## SUPPLIED ENTRIES:
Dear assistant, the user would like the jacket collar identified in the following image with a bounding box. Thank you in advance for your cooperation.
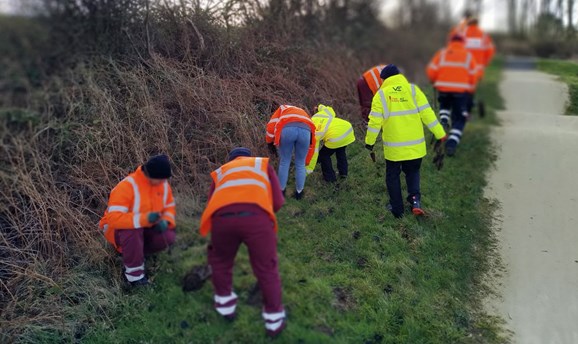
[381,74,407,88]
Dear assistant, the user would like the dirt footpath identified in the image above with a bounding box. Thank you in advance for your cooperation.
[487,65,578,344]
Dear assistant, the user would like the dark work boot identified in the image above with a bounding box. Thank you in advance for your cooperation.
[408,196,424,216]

* * *

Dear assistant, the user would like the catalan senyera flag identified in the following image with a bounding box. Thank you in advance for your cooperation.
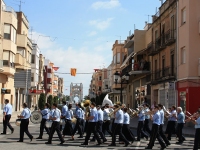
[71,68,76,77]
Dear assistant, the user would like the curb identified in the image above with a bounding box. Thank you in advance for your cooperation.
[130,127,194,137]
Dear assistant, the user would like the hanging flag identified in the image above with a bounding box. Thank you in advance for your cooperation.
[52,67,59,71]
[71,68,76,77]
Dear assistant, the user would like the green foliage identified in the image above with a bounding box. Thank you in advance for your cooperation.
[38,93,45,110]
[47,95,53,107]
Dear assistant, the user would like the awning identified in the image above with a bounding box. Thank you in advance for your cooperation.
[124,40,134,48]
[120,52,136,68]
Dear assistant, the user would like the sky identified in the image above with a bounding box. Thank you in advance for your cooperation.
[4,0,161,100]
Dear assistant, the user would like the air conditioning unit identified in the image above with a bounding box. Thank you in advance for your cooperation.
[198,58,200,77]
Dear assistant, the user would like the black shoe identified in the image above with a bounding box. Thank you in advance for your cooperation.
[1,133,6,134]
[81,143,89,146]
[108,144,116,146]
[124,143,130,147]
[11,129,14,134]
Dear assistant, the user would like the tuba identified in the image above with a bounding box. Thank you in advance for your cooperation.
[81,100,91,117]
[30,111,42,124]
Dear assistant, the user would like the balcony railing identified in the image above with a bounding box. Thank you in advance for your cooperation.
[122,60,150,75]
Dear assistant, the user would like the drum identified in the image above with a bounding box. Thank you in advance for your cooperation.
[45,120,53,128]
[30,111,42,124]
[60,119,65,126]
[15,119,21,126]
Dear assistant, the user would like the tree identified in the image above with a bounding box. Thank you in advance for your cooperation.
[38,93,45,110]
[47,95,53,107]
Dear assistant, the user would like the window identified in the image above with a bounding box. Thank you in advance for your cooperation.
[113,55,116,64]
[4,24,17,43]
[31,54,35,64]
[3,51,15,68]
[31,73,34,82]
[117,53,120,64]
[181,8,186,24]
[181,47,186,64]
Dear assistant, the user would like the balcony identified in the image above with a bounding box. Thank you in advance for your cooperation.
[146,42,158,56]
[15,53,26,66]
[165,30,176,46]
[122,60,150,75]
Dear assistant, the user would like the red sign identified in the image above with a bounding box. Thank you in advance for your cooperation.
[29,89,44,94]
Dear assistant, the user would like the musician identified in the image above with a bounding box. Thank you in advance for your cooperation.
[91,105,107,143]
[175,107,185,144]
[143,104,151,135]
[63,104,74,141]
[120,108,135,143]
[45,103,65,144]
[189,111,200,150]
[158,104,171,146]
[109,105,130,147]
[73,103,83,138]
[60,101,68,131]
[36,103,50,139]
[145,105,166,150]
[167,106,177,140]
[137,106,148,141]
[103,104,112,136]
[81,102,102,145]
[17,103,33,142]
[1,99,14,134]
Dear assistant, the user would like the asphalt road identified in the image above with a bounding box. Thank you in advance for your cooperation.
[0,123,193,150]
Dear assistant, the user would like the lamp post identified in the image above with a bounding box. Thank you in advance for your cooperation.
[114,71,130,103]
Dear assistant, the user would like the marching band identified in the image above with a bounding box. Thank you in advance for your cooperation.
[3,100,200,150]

---

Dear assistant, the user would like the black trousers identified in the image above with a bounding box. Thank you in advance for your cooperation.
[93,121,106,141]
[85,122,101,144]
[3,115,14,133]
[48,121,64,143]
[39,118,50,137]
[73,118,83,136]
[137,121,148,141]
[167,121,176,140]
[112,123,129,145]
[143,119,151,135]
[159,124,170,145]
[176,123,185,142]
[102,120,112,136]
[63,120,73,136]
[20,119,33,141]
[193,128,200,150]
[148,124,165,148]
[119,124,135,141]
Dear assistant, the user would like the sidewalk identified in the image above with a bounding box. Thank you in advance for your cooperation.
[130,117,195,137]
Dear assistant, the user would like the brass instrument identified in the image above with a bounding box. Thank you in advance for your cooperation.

## EXERCISE TASK:
Rewrite the records starting at the line containing "Dear assistant, the user would like the jacket" and ending at the line containing "[408,196,424,216]", substituting "rectangular outline" for every occurrence of "bounding box" and leaving all other wording unchanged. Omit the pictures from the answer.

## ANSWER FOR THIS EXERCISE:
Dear assistant, the user would like the jacket collar identified in the following image with a rectangular outline. Thank you in advance for your cooperation.
[381,74,407,88]
Dear assistant, the user would like the dirt footpath identified in the image above with a rectangular outline. Thank you in advance for your cooperation.
[487,65,578,344]
Dear assistant, the user would like the dark work boot identified in the image above with a rectangular outline. Thank you in advance for your cooperation.
[408,196,424,216]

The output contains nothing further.